● THE PROBLEM
Copy the data below word for word, with the pictures left out.

+ + + +

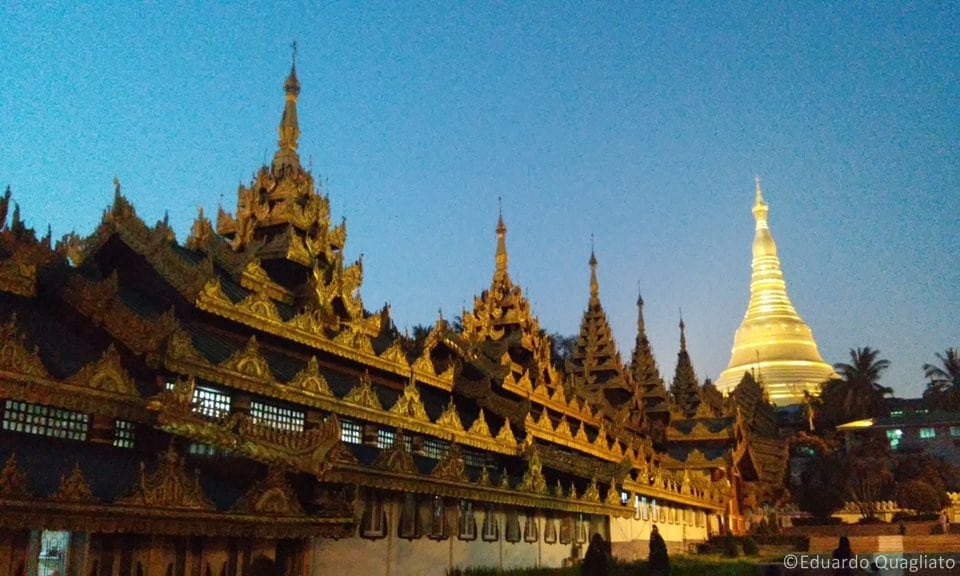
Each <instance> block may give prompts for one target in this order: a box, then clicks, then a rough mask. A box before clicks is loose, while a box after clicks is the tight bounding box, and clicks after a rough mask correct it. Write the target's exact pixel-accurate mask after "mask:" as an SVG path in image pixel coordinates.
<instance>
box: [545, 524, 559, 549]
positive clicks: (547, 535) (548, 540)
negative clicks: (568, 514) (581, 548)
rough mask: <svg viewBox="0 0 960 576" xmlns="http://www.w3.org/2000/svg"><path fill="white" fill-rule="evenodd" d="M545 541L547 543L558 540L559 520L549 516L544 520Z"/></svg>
mask: <svg viewBox="0 0 960 576" xmlns="http://www.w3.org/2000/svg"><path fill="white" fill-rule="evenodd" d="M543 541H544V542H546V543H547V544H553V543H555V542H556V541H557V521H556V520H554V519H553V518H547V519H546V520H544V522H543Z"/></svg>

+ + + +

● RESULT
Each <instance> block may give prompts for one target in this order: a box, then clicks, then a rough mask. A box before clicks is loose, while a box after clicks is the tight bounding box, and clicks after a rough mask correct it. Write the target's exact pixel-accurate mask after "mask:" as an SVG path in image pixel coordinates.
<instance>
box: [545, 524, 559, 549]
positive clicks: (547, 535) (548, 540)
negative clicks: (568, 514) (581, 548)
rough mask: <svg viewBox="0 0 960 576" xmlns="http://www.w3.org/2000/svg"><path fill="white" fill-rule="evenodd" d="M545 541L547 543L558 540L559 520L549 516L544 520Z"/></svg>
mask: <svg viewBox="0 0 960 576" xmlns="http://www.w3.org/2000/svg"><path fill="white" fill-rule="evenodd" d="M543 541H544V542H546V543H547V544H553V543H555V542H556V541H557V521H556V520H554V519H553V518H547V519H546V520H544V522H543Z"/></svg>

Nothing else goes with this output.